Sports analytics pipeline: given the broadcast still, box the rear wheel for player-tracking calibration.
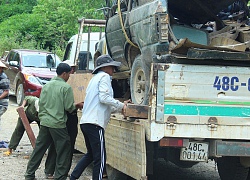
[130,55,149,104]
[16,83,24,106]
[217,157,249,180]
[106,164,131,180]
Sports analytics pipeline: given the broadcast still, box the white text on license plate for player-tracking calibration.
[180,142,208,161]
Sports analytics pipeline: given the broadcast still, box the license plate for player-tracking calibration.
[180,142,208,161]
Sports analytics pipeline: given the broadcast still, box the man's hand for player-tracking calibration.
[122,99,132,117]
[75,102,84,110]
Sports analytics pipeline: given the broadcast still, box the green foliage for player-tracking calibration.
[0,0,104,57]
[0,4,33,22]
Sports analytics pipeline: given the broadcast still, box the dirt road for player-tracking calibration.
[0,97,220,180]
[0,97,90,180]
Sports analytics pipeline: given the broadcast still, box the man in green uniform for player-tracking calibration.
[4,96,40,156]
[25,63,83,180]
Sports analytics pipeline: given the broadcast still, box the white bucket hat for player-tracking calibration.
[92,55,121,74]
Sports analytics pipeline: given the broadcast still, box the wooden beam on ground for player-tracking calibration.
[17,107,36,148]
[125,104,149,119]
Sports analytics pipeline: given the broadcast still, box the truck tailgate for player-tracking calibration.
[150,64,250,140]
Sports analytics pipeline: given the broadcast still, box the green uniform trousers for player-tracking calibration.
[25,126,70,180]
[8,117,40,150]
[44,112,78,175]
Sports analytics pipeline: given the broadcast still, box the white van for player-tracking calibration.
[63,32,105,70]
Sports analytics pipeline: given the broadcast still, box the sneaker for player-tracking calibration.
[3,150,12,156]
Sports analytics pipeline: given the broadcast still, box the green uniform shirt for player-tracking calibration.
[24,96,39,121]
[39,77,76,128]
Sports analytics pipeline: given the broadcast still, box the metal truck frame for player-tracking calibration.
[70,0,250,180]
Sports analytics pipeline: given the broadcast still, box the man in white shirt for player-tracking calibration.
[70,55,129,180]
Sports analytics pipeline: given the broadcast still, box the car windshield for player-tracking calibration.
[22,53,61,68]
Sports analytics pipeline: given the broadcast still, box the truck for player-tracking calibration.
[63,18,105,70]
[69,0,250,180]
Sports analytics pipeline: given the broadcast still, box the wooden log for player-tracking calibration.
[17,107,36,148]
[124,104,149,119]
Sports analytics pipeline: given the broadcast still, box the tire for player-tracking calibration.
[217,157,249,180]
[16,83,24,106]
[130,55,149,105]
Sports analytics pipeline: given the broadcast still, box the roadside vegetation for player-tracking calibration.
[0,0,105,58]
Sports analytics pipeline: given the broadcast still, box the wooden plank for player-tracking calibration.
[17,107,36,148]
[67,73,92,103]
[124,104,149,119]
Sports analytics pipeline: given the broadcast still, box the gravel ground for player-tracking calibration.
[0,97,91,180]
[0,97,220,180]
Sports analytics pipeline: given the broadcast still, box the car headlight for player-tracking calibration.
[24,74,42,86]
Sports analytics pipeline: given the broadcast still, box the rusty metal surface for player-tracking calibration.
[216,141,250,157]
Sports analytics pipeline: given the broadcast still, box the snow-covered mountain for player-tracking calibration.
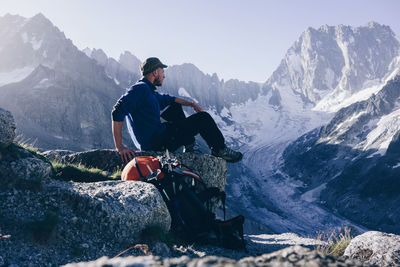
[0,14,400,237]
[0,14,124,150]
[219,23,400,234]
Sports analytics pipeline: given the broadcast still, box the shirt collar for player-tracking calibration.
[139,77,157,91]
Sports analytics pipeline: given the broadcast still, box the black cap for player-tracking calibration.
[140,57,168,76]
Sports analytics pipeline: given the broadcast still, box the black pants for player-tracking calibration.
[151,103,225,151]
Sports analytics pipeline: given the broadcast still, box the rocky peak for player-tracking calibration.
[119,51,141,74]
[264,22,400,110]
[90,49,108,66]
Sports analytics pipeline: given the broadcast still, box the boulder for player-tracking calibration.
[50,181,171,245]
[64,246,369,267]
[50,149,226,190]
[0,108,15,148]
[344,231,400,266]
[0,144,52,189]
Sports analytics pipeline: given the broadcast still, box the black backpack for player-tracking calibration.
[140,151,246,250]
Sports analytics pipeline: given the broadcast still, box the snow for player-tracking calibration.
[220,107,231,118]
[392,162,400,169]
[33,78,51,89]
[21,32,28,44]
[286,49,303,73]
[325,68,335,88]
[301,183,326,202]
[178,87,192,98]
[0,66,34,86]
[364,109,400,156]
[31,36,43,50]
[21,32,43,50]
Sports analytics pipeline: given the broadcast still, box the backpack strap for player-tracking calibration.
[198,187,226,220]
[134,157,145,181]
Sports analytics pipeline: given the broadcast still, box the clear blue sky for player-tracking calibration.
[0,0,400,81]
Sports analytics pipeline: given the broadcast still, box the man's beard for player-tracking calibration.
[153,78,162,86]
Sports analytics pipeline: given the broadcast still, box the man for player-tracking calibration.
[112,57,243,162]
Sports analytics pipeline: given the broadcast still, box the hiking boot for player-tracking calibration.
[183,142,202,154]
[211,147,243,163]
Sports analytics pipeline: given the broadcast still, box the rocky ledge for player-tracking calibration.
[0,110,400,266]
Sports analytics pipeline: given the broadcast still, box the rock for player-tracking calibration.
[344,231,400,266]
[49,181,171,245]
[0,108,15,148]
[55,149,226,190]
[150,242,171,257]
[0,144,52,189]
[64,246,369,267]
[57,149,122,173]
[42,149,76,162]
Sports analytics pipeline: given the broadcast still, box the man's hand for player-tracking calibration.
[117,145,135,163]
[192,102,204,113]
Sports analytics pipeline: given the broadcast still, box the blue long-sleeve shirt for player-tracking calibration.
[112,78,175,150]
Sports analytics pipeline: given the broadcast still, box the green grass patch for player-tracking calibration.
[51,161,112,183]
[315,226,352,257]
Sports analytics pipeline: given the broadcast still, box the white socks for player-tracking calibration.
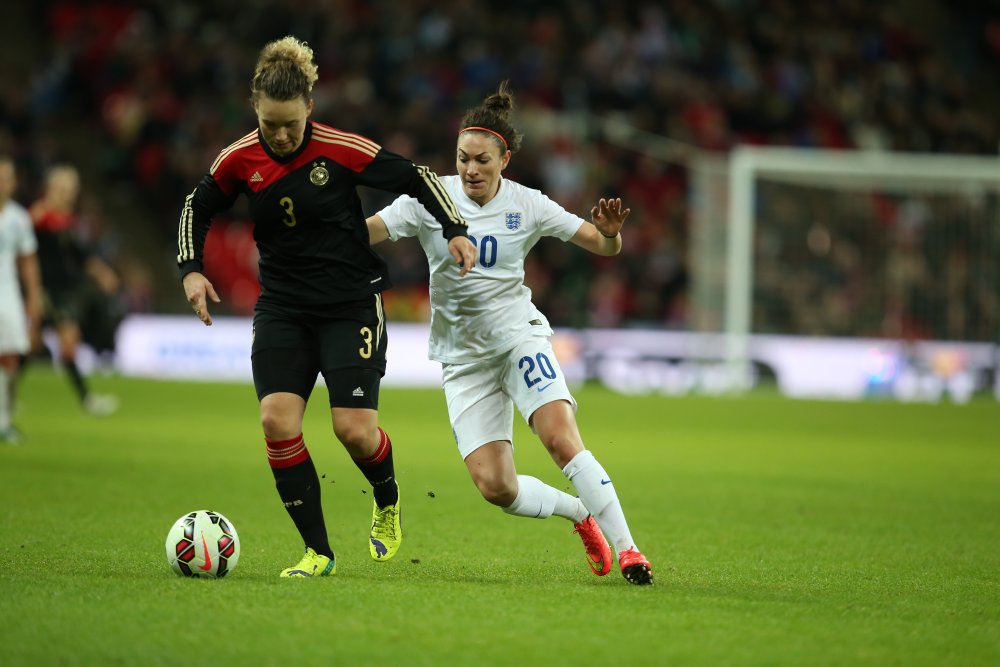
[563,450,635,554]
[0,368,13,431]
[503,478,589,523]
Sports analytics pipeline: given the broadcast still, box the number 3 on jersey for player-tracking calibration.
[469,236,497,269]
[278,197,299,227]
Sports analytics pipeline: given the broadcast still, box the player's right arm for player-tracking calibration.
[365,197,476,277]
[365,213,389,245]
[177,174,237,326]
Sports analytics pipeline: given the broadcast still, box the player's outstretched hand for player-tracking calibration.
[590,197,632,237]
[448,236,476,276]
[183,271,222,327]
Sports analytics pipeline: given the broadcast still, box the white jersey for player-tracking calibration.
[0,201,38,353]
[378,176,584,364]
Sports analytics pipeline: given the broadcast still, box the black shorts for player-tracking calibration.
[251,294,388,410]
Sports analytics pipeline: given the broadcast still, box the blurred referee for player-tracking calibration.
[177,37,476,577]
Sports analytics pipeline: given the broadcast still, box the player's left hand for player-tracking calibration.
[448,236,476,276]
[590,197,632,237]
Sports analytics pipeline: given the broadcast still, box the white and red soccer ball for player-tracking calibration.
[166,510,240,579]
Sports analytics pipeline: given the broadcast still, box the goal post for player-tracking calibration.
[720,146,1000,391]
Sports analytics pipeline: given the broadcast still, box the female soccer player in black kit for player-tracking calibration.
[177,37,476,577]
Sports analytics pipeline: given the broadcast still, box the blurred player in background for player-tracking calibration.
[30,164,119,416]
[177,37,475,577]
[367,83,653,584]
[0,155,42,445]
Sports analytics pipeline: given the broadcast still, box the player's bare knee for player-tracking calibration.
[333,421,378,456]
[260,410,302,440]
[541,431,584,467]
[475,476,517,507]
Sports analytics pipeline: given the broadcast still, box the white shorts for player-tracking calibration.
[0,304,28,354]
[442,336,576,459]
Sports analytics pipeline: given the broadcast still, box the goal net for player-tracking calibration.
[690,147,1000,389]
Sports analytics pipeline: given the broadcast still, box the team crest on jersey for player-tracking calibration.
[309,162,330,187]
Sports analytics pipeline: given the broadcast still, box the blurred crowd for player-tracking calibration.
[0,0,1000,333]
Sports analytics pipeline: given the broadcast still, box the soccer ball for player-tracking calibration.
[167,510,240,579]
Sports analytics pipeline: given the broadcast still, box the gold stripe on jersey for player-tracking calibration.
[375,292,385,350]
[208,130,259,175]
[177,190,195,264]
[417,166,468,227]
[313,132,378,157]
[313,125,382,157]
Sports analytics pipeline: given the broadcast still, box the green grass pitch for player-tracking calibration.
[0,365,1000,667]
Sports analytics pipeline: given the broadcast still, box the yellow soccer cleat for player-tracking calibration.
[368,498,403,561]
[280,548,337,578]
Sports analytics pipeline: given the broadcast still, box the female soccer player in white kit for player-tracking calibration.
[0,155,42,445]
[367,82,653,584]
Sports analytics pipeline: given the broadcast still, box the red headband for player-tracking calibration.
[458,125,510,150]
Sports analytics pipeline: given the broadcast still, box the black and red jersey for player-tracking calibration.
[177,121,466,305]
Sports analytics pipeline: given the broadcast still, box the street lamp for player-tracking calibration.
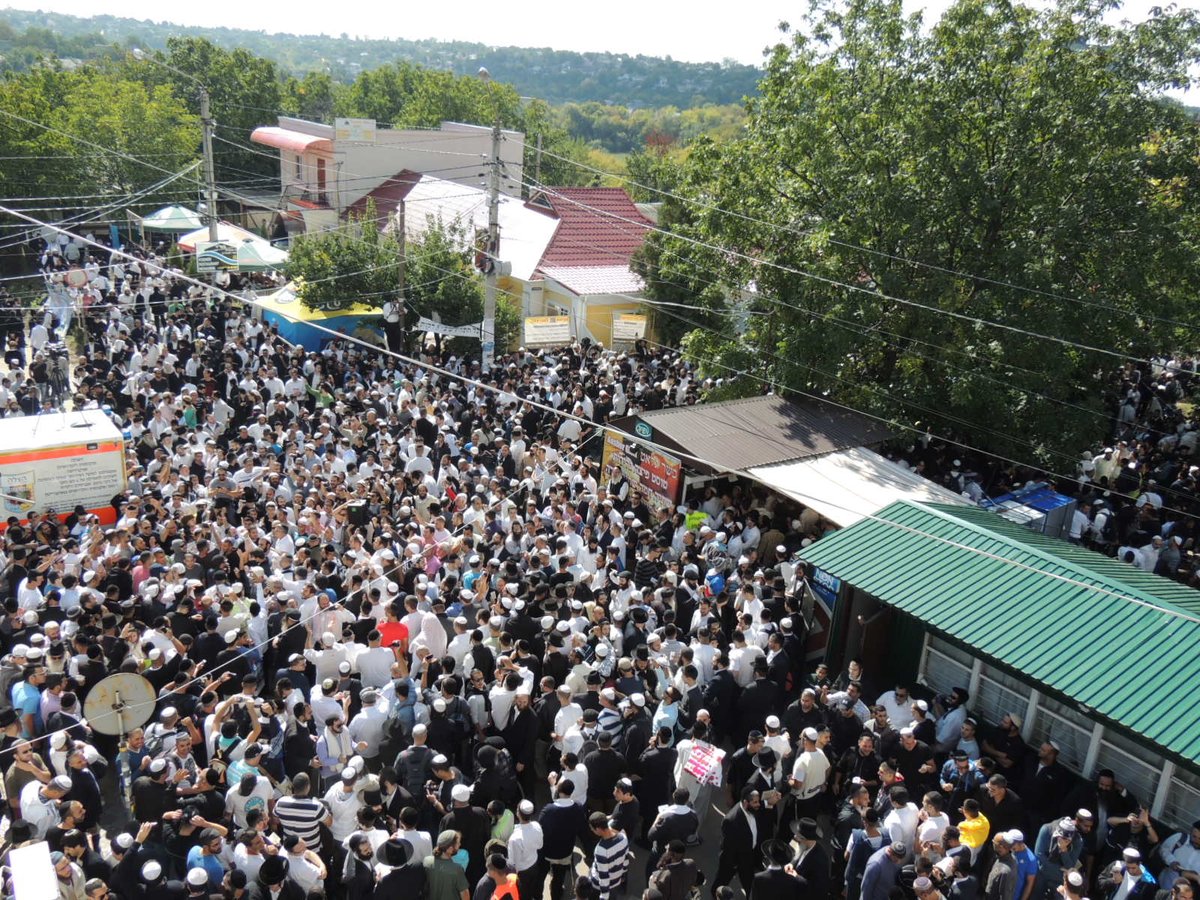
---*---
- _Your goal_: Put the listing, from the line with "tire for player-tracking calibration." to the line with "[140,151,246,250]", both included, into a numbered list with blank lines omitted. Leave the pictures out of the list.

- _Answer below_:
1. Sports analytics pipeline: given the broadcast still, box the tire for player-tracking calibration.
2. [217,157,249,180]
3. [16,83,24,106]
4. [130,55,149,105]
5. Sports analytics pipeline: given the broadcast still, box the roadside vegetation for player-tracking calibration.
6. [0,0,105,58]
7. Sports analytics pipeline: given the broadcast still, box the wooden plank for player-tracking calibration.
8. [17,107,36,148]
9. [67,73,92,103]
10. [124,104,149,119]
11. Sports analytics pipeline: given the broadcast still, box the gravel ground for player-tracking calibration.
12. [0,97,91,180]
13. [0,97,220,180]
14. Sports analytics pipeline: given the broadcast still, box the car headlight for player-tracking calibration.
15. [24,74,42,86]
16. Sports analytics pipeline: given the broadcast still, box the rusty metal surface for player-tracking calibration.
17. [216,141,250,157]
18. Sports analytics pipeline: given the broadcast still, box the snow-covered mountain for player-tracking calibration.
19. [0,14,400,237]
20. [0,14,124,150]
21. [219,23,400,234]
22. Sports analytics pipeline: given the broadcast still, box the shirt collar for player-tracking calibration.
23. [139,77,157,91]
24. Sports analytics pipeline: given the broadcast still, box the black cap for player-tracking calibration.
25. [140,57,168,76]
26. Sports analytics pipeline: given the broadcast still, box the black pants for player-tracking calibration.
27. [151,103,225,151]
28. Sports analytics pipeline: given the broadcast still, box the rocky peak for player-tracking calibration.
29. [119,51,141,74]
30. [264,22,400,110]
31. [90,49,108,66]
32. Sports analytics pipeline: given the broadcast still, box the boulder for player-tracking calibration.
33. [50,181,171,245]
34. [64,246,369,267]
35. [50,149,226,190]
36. [0,108,15,148]
37. [344,231,400,266]
38. [0,144,52,189]
39. Sports analytics pipeline: given the broadcast still, box the black backpack for player-tracking calibration.
40. [140,151,246,250]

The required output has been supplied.